»»

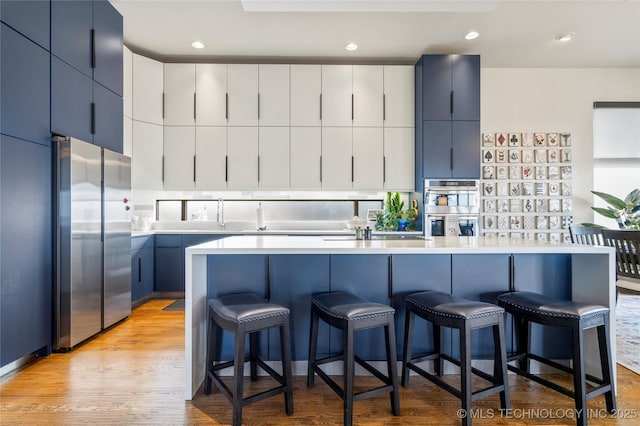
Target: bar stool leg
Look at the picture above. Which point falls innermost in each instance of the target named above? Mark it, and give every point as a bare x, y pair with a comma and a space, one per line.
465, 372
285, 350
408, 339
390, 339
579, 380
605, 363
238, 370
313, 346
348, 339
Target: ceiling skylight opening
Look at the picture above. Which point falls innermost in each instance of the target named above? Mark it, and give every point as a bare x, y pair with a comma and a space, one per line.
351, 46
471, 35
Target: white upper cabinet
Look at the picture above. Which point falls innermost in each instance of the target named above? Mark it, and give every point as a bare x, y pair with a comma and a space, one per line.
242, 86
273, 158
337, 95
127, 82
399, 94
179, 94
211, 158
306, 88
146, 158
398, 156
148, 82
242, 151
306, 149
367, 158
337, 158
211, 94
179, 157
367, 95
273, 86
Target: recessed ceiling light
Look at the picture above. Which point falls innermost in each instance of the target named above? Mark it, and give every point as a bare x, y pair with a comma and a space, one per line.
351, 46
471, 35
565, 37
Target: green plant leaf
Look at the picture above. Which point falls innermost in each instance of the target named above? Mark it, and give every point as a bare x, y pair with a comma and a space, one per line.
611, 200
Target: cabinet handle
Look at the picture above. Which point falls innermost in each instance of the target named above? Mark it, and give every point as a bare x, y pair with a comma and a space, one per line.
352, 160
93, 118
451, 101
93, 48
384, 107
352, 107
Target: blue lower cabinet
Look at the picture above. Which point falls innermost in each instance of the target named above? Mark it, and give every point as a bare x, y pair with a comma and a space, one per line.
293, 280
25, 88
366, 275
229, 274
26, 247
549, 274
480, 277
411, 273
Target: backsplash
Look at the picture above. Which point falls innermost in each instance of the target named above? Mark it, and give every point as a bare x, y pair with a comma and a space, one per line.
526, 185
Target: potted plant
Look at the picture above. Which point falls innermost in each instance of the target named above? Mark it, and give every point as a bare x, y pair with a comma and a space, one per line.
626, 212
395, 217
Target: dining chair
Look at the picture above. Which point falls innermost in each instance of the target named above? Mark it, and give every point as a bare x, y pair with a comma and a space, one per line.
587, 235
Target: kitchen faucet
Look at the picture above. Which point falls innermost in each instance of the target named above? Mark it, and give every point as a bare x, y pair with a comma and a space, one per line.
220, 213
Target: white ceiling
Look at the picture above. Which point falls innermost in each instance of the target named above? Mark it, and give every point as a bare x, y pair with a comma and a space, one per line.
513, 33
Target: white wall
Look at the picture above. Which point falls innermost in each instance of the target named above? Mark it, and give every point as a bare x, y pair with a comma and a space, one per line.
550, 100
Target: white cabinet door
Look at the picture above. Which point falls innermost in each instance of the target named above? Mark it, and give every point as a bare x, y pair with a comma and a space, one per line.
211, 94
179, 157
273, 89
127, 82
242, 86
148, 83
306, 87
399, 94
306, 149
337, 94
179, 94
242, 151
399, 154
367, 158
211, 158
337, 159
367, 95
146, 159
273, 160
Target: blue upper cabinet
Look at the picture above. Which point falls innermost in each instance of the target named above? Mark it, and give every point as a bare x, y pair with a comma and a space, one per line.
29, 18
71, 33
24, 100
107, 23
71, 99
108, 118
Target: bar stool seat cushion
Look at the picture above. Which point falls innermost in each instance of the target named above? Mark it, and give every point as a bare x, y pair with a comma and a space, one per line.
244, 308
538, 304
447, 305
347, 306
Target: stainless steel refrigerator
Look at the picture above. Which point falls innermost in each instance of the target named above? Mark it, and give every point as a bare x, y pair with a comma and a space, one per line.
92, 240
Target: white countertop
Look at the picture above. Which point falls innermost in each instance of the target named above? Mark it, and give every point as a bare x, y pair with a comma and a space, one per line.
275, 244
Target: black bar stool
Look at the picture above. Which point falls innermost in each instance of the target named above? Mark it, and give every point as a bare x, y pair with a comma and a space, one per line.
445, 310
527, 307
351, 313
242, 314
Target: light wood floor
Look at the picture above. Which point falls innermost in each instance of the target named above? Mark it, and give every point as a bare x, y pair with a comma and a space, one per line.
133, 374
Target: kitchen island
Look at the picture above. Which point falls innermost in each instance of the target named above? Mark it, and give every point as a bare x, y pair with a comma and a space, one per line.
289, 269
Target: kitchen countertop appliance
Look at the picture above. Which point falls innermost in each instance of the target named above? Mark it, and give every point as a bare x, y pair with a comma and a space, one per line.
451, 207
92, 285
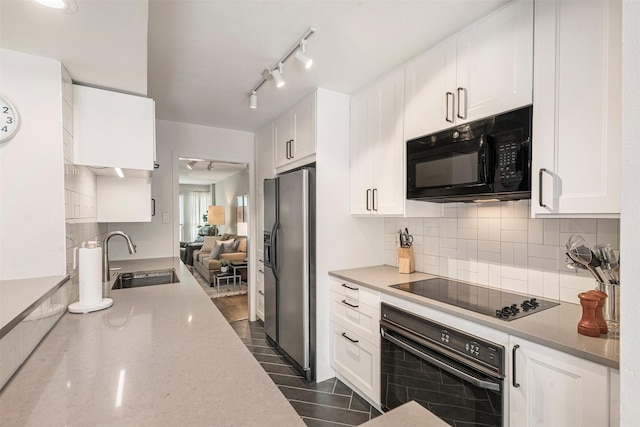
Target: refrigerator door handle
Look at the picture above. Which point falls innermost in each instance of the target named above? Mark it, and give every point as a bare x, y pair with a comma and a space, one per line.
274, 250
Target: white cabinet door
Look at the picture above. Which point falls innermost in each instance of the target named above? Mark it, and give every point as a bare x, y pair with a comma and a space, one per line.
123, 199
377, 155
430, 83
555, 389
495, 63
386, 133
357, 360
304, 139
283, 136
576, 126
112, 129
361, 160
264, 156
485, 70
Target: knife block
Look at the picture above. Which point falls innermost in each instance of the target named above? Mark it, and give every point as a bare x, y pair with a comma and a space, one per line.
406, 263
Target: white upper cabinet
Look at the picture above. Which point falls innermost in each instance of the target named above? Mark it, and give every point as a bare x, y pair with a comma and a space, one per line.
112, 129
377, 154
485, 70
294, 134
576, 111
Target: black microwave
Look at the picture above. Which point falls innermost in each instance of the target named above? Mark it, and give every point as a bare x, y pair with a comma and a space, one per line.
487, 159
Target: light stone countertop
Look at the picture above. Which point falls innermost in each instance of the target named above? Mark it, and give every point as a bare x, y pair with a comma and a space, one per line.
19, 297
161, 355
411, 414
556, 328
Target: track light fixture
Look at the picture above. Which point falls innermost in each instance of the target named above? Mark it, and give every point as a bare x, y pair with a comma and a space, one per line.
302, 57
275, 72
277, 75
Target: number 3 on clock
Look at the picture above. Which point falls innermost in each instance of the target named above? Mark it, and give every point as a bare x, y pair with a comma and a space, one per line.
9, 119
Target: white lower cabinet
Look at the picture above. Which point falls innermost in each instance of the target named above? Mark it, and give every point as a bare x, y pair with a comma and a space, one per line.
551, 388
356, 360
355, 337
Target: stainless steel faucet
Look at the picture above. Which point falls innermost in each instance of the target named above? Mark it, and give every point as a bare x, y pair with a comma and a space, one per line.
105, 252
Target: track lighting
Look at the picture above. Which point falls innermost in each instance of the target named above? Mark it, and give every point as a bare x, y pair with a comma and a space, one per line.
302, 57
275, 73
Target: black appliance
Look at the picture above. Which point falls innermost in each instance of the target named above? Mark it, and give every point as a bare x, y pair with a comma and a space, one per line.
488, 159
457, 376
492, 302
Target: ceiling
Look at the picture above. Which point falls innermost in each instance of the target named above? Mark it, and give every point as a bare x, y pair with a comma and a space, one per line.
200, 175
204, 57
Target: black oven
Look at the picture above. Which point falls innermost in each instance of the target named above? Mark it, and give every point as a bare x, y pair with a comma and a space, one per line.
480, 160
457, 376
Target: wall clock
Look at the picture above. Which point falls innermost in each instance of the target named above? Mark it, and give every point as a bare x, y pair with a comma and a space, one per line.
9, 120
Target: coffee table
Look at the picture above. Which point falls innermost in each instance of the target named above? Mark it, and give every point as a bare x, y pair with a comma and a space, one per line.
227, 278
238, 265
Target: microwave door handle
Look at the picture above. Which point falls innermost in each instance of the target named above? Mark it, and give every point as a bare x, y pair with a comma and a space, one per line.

««

Repeat the records above exactly, leaving out any pictures they contain.

Target: bar stool leg
Look at the picture above. Which point falls innermost in each instance of the target named above? Mark it, and give every point as a bare x, y pair with a comma and a space, one per line.
465, 372
285, 350
408, 339
390, 339
579, 380
605, 363
238, 370
313, 346
348, 339
Target: ceiling skylight opening
Look at the picture above. Which point falls innermost in each instance of the target named above? Mark it, and give every point as a bare x, y pair with a comma and a space, one per line.
351, 46
471, 35
Target: white upper cabinet
Look at the picture above. Which point falls innermost in each instance of the target named above? Mark it, and give every point as a bare x, y pair with a comma and a space, one per line.
242, 86
273, 158
337, 95
127, 82
399, 94
179, 94
211, 158
306, 88
146, 158
398, 156
148, 82
242, 151
306, 149
367, 158
337, 158
211, 94
179, 157
367, 95
273, 86
Target: recessed ceiling light
Look at the picture above. Which point falls innermost in each instance of the target named above? Mark it, and give every point as a bare x, y pair with a comma and a space, one per line.
351, 46
471, 35
565, 37
Target: green plant leaf
Look at the picture above. Which point falls innermost in each instance of the target named above? Mark it, and give every point as a bare x, y pair with a comma and a space, one per line.
611, 200
Target: cabinet handle
Look at the picture above. Which point falls innermost in each instance of the target named above? Mark it, and give every point as a bare x, y pair with a comma and a space, one per line.
352, 160
93, 118
451, 101
93, 48
384, 107
352, 107
Target: blue lower cabinet
Look at the picture above. Which point falls innermost in each instance of the target named above? Mark it, and give every point as a bare x, y pair with a comma and a space, one per line.
293, 280
25, 88
366, 275
229, 274
26, 247
549, 274
480, 277
411, 273
Target: backsplash
Look at the picture above. Which point falls innermost in each instance of the target named above? Mark it, and give every point as a bare x, y pair with a comma and a space, one per line.
526, 185
Target: potted plant
Look at the picture above. Which point falls innermost in each instance of the target named above? Mark it, and give every point as a bare x, y pair with a comma and a space, one per line.
626, 212
395, 217
Target: dining chair
Look at the picture above. Which point falls innermost in each instance of the target named above? Mark it, and give every point as a bare x, y pair with a comma and a space, one per line.
587, 235
Target: kitchen faucet
Look at the picture above. Which point falls innermost in each instance of the target named above? Mark it, and give every point as a bare x, y pair with a comma and a space, one per line.
220, 213
Target: white ceiling
Look at the picture above. Which point falls innermost in each instance of the target named above? Mark it, and give every point as a bare x, y pair with a comma and a space, one per line.
513, 33
Target: white wall
Look at the picture above. Which point falls innermost in each instance of the target named above? Mark it, and give every point as a bare x, y pair with a comma and a space, one per line.
550, 100
Target: white cabinet door
Look at the picture above. Which point falls innermost in each instance of the target named above? Mark it, and give every point as a bare x, y pair with a comma and a space, one per line.
211, 94
179, 157
273, 89
127, 82
242, 86
148, 83
306, 87
399, 94
306, 149
337, 94
179, 94
242, 151
399, 154
367, 158
211, 158
337, 159
367, 95
146, 159
273, 160
Target: blue upper cabinet
Look at the picture above. Which point falls innermost in each instance of the target named above? Mark it, and give every point as a bare x, y pair with a comma and a space, one per line.
29, 18
71, 33
24, 100
107, 23
71, 99
108, 118
Target: bar stool seat cushion
Look at the picture above. Which point falls innermost in each instance of the target named above? Mark it, and give every point as a bare x, y pair with a comma and a space, one per line.
244, 308
538, 304
447, 305
347, 306
Target: stainless steel refrigerator
Look at the picture above. Which point falls innermost in each instance of the target named above? Mark it, and give every point as a bare x, y pair with a comma and a space, one per line.
92, 240
Target: white countertop
Look at the picture above. Which point falls innermost in each instance of the target named above? Mark it, and give every point as a bare x, y pair with a comma and a space, one per line.
275, 244
Target: black bar stool
Look at the picture above. Which point falls innermost in each instance of the target named above? Mark it, and give every point as a bare x, y pair with a comma and a space, one per line.
445, 310
527, 307
351, 313
242, 314
Target: light wood floor
Look at the picture above. Which point falls innermost in each instance of the target named above? Mark it, and give every point as a bare x, y pair with a comma and a space, one per line.
133, 374
Target: kitchen island
Look at the picture above. Which point falls innermost in each instance of the target named above? Mark it, and give every point as a bare x, y pair with a comma and a space, one per line.
289, 269
Target: kitchen countertop appliance
Look at the picture above. Which point falls innermost in each instance of the target named above? Mark it, and give every point as a bare x, y pair with a comma and a space, one per line.
451, 207
92, 285
Target: refrigerator door handle
Look at the picture above. Which point falls innermost in each instance of the target named above? Mark it, and give every point as a bare x, y pair with a comma and a space, one per line.
274, 250
Target: white cabinet door
Look at the picture above. Which point falls innermost in each instance of the target named above? Mark it, and give every point as a bare x, y pair with a comma and a space, one per line.
123, 199
377, 155
430, 83
555, 389
495, 63
386, 133
357, 360
304, 139
283, 136
576, 126
112, 129
361, 160
264, 156
485, 70
Target: knife block
Look at the picture above. Which point falls innermost in each instance of the target named above? Mark it, and give every point as a bare x, y pair with a comma and a space, one per line.
406, 263
Target: white upper cabinet
Look at the picture above. Which point falls innermost in each instance of the target named above? Mark it, and give every point as a bare x, y pair with a comma and a space, one per line.
112, 129
377, 154
485, 70
294, 134
576, 111
Target: black microwave
Look at the picture above. Which point falls innermost in each instance of the target named above? Mark it, and give every point as a bare x, y pair with a comma and a space, one per line.
487, 159
Target: light stone countertop
Look at the picture above. Which point falls innermost in each instance of the target named above? Mark it, and give every point as a bare x, y pair with a comma and a space, one per line.
19, 297
161, 355
411, 414
556, 328
Target: track light fixture
Look at the picture above. Which point falls innermost in each instance of the target named above? Mark it, and give every point as a bare x, y pair with a comma and a space, one per line.
302, 57
275, 72
277, 75
Target: number 3 on clock
Look at the picture above. Which point falls innermost in each instance of the target named above? Mark it, and give every point as a bare x, y pair with a comma and a space, one per line.
9, 119
Target: white lower cabinet
Look at the picture above. Which point falls innermost in each instance of the target named above? Mark it, and give every point as a bare x, y pair with a comma and a space, one per line.
551, 388
356, 360
355, 337
Target: stainless steel faucet
Look at the picture above. Which point falls innermost in each instance of the target named above? Mark it, and give every point as a bare x, y pair with a comma and a space, one per line.
105, 252
Target: track lighting
Look at the picture above. Which point falls innermost in each instance of the target named above? Mark it, and give every point as a bare x, y pair with a comma and a space, one per line.
302, 57
275, 73
Target: black appliance
Look at the picture above. Which point falls innermost in each instance of the target named above? Mark it, and give every point as a bare x, y pair with a comma and a space, one per line.
488, 159
457, 376
492, 302
Target: ceiling
Look at the picture above. Which point falls innermost in each instance of the target named above? Mark it, and give every point as a bare x, y pair with a comma and a space, one per line.
200, 175
204, 57
Target: black oven
Look at the picture above. Which point falls innermost in each instance of the target named above? Mark it, and give every point as a bare x, y pair with a comma and a space, one per line.
480, 160
457, 376
Target: wall clock
Look at the picture above. Which point falls innermost in each instance of the target named above? Mark it, and give every point as a bare x, y pair with a comma and a space, one per line.
9, 120
Target: coffee table
Look at the picture above. Which point falls innermost in each instance of the target named above? Mark it, and give every point as a bare x, y pair with a comma and a space, one per line.
227, 278
238, 265
Target: microwave door handle
Look at the picture above. Which point falls innermost in each instance of the target named above? Mark it, and give every point as a bare x, y pair with a comma and a space, one per line.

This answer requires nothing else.